(Collected data entries)
++++++++++++++++++++

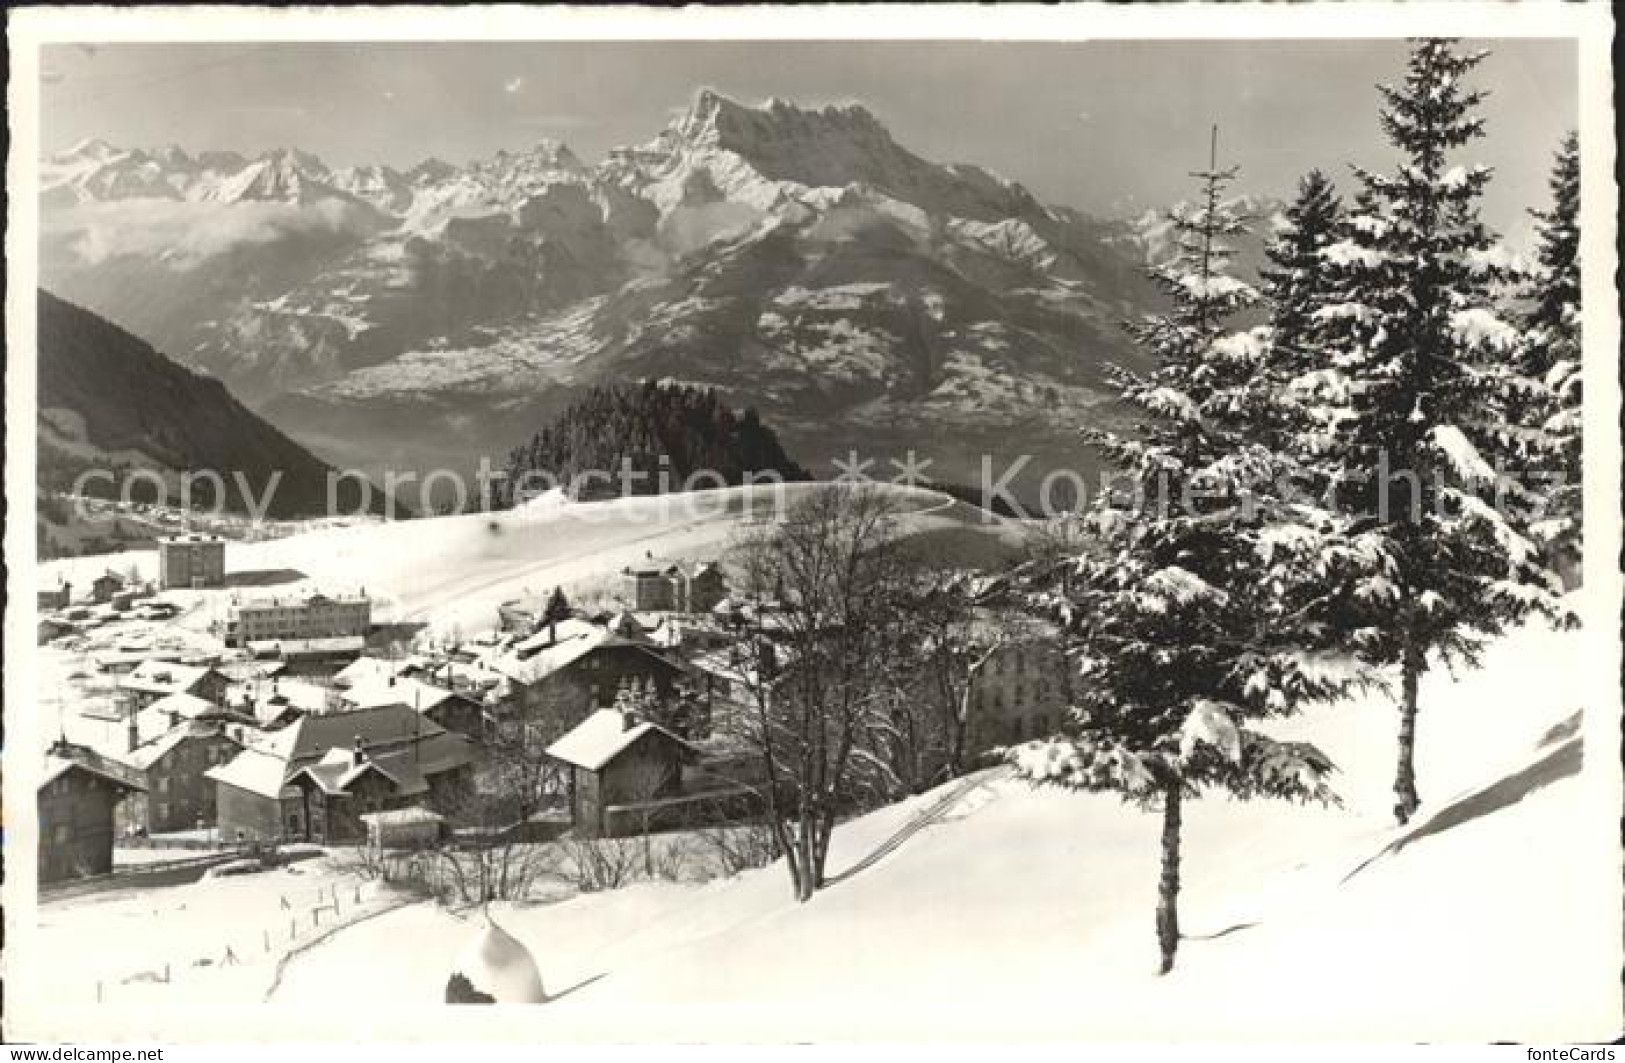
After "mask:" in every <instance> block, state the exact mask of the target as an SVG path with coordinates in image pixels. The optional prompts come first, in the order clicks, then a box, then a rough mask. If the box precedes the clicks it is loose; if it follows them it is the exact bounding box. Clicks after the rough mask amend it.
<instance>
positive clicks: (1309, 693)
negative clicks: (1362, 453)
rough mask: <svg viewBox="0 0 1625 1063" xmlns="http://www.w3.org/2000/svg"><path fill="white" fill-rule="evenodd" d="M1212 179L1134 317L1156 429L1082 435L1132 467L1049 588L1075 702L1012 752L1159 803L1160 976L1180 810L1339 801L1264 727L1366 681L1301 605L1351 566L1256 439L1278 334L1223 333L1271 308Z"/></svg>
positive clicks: (1096, 503)
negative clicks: (1262, 341)
mask: <svg viewBox="0 0 1625 1063" xmlns="http://www.w3.org/2000/svg"><path fill="white" fill-rule="evenodd" d="M1196 177H1198V179H1199V180H1201V187H1202V197H1201V202H1199V205H1198V206H1191V208H1176V210H1175V211H1172V213H1170V218H1168V219H1170V223H1172V226H1173V231H1175V234H1176V242H1178V250H1176V255H1175V257H1173V258H1172V260H1170V262H1168V263H1165V265H1162V267H1157V268H1155V270H1152V276H1154V280H1155V281H1157V283H1159V284H1160V286H1162V288H1163V289H1165V291H1167V294H1168V297H1170V302H1172V310H1170V312H1168V314H1165V315H1160V317H1150V319H1146V320H1144V322H1141V323H1136V325H1133V327H1131V332H1133V335H1134V336H1136V340H1137V341H1139V345H1141V346H1142V348H1144V349H1146V351H1147V353H1149V354H1150V356H1152V359H1154V366H1155V367H1154V369H1152V371H1150V372H1149V374H1147V375H1144V377H1139V375H1133V374H1126V372H1124V374H1120V377H1118V382H1120V388H1121V393H1123V397H1124V400H1126V401H1128V403H1131V405H1133V406H1137V408H1139V410H1141V411H1142V414H1144V421H1142V424H1139V426H1137V431H1136V432H1134V434H1131V436H1115V434H1103V432H1089V434H1087V436H1085V439H1087V440H1089V442H1090V444H1092V445H1095V447H1098V449H1100V450H1102V452H1103V453H1105V455H1107V457H1108V458H1110V462H1111V463H1113V466H1115V468H1116V470H1121V479H1120V481H1118V488H1120V489H1118V491H1113V492H1110V494H1107V496H1102V497H1098V499H1095V504H1094V507H1092V510H1090V512H1089V520H1090V523H1092V527H1094V530H1095V533H1097V535H1098V541H1097V543H1095V545H1094V546H1092V548H1090V549H1087V553H1085V554H1084V556H1081V558H1077V559H1076V562H1074V564H1076V572H1074V575H1072V579H1071V580H1069V584H1068V587H1066V590H1064V592H1058V590H1053V588H1051V592H1050V593H1048V595H1046V597H1042V598H1040V601H1042V603H1043V605H1048V606H1051V608H1055V611H1056V613H1058V614H1059V618H1061V619H1063V621H1064V623H1066V626H1068V632H1069V636H1068V639H1069V652H1071V655H1072V657H1074V660H1076V663H1077V684H1076V688H1074V697H1072V705H1071V709H1069V712H1068V718H1066V720H1064V722H1063V723H1061V728H1059V731H1058V733H1056V735H1053V736H1051V738H1046V740H1038V741H1033V743H1027V744H1024V746H1019V748H1014V749H1011V751H1009V754H1007V756H1009V759H1011V761H1012V762H1014V764H1016V767H1017V770H1019V772H1020V774H1022V775H1025V777H1029V779H1032V780H1035V782H1042V783H1053V785H1061V787H1069V788H1077V790H1097V792H1111V793H1118V795H1121V796H1123V798H1124V800H1128V801H1131V803H1136V805H1141V806H1146V808H1154V809H1160V814H1162V873H1160V881H1159V892H1157V939H1159V949H1160V965H1162V970H1163V972H1167V970H1170V969H1172V967H1173V961H1175V954H1176V949H1178V941H1180V918H1178V894H1180V861H1181V829H1183V821H1181V808H1183V803H1185V801H1186V800H1191V798H1196V796H1199V795H1201V793H1202V792H1206V790H1219V792H1227V793H1230V795H1233V796H1240V798H1261V796H1269V798H1285V800H1298V801H1332V800H1334V796H1332V793H1331V790H1329V787H1328V777H1329V774H1331V772H1332V766H1331V762H1329V761H1328V759H1326V756H1324V754H1321V753H1319V751H1318V749H1315V748H1313V746H1308V744H1300V743H1285V741H1277V740H1274V738H1269V736H1267V735H1266V733H1264V731H1263V730H1261V728H1259V727H1258V723H1259V722H1263V720H1271V718H1279V717H1284V715H1289V714H1293V712H1297V710H1298V709H1302V707H1303V705H1306V704H1308V702H1311V701H1316V699H1329V697H1336V696H1339V694H1341V692H1344V691H1345V689H1347V688H1349V686H1350V683H1354V681H1355V678H1357V673H1355V671H1352V670H1349V668H1345V666H1344V662H1342V660H1341V658H1339V657H1337V653H1336V649H1334V647H1332V645H1328V644H1326V640H1324V639H1323V637H1321V634H1319V632H1318V629H1316V626H1313V624H1305V623H1302V621H1300V613H1302V611H1303V606H1305V603H1303V601H1300V598H1302V597H1303V595H1313V593H1318V592H1315V590H1313V588H1316V587H1323V585H1324V582H1326V580H1328V579H1331V572H1329V569H1332V567H1334V566H1337V564H1339V559H1337V556H1336V551H1331V554H1328V551H1324V549H1323V543H1321V541H1319V538H1318V531H1316V527H1313V525H1311V522H1310V520H1308V517H1306V515H1302V514H1298V512H1297V510H1295V509H1293V507H1292V505H1284V504H1280V501H1279V499H1274V497H1271V496H1269V484H1271V483H1272V479H1274V476H1276V475H1277V473H1279V471H1280V466H1282V465H1284V460H1282V458H1280V457H1279V455H1276V453H1272V452H1269V450H1267V449H1266V447H1263V445H1261V444H1259V442H1258V440H1256V439H1254V436H1256V421H1254V419H1253V418H1251V416H1248V408H1250V400H1248V397H1250V395H1251V392H1253V388H1254V387H1256V380H1258V369H1259V359H1261V358H1263V356H1264V346H1263V343H1261V341H1259V338H1258V335H1254V333H1246V332H1230V330H1228V328H1227V320H1228V319H1230V317H1232V315H1233V314H1237V312H1238V310H1241V309H1245V307H1250V306H1253V304H1254V301H1256V291H1254V289H1253V288H1250V286H1248V284H1245V283H1243V281H1240V280H1237V278H1235V276H1232V275H1230V273H1228V271H1227V263H1228V249H1227V247H1225V237H1230V236H1235V234H1237V232H1240V231H1241V221H1240V219H1238V218H1237V216H1235V213H1233V211H1232V210H1228V208H1227V206H1225V205H1224V203H1222V202H1220V200H1222V195H1224V190H1225V187H1227V184H1228V182H1230V180H1232V179H1233V171H1230V169H1225V171H1220V169H1217V166H1211V167H1209V169H1207V171H1202V172H1199V174H1196ZM1319 523H1324V522H1323V515H1321V520H1319Z"/></svg>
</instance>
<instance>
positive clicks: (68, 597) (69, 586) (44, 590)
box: [39, 582, 73, 613]
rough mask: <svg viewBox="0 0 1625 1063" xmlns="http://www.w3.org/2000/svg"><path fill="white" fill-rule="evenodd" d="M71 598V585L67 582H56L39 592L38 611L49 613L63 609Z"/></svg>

++++++++++++++++++++

# YOUR ASSIGNMENT:
Make an exact copy of each line, beginning at the one containing "box: [39, 582, 73, 613]" and ending with the last line of the data, and of no other line.

# TASK RESPONSE:
box: [39, 582, 73, 613]
rough mask: <svg viewBox="0 0 1625 1063" xmlns="http://www.w3.org/2000/svg"><path fill="white" fill-rule="evenodd" d="M71 598V585L67 582H56L39 592L38 611L49 613L63 609Z"/></svg>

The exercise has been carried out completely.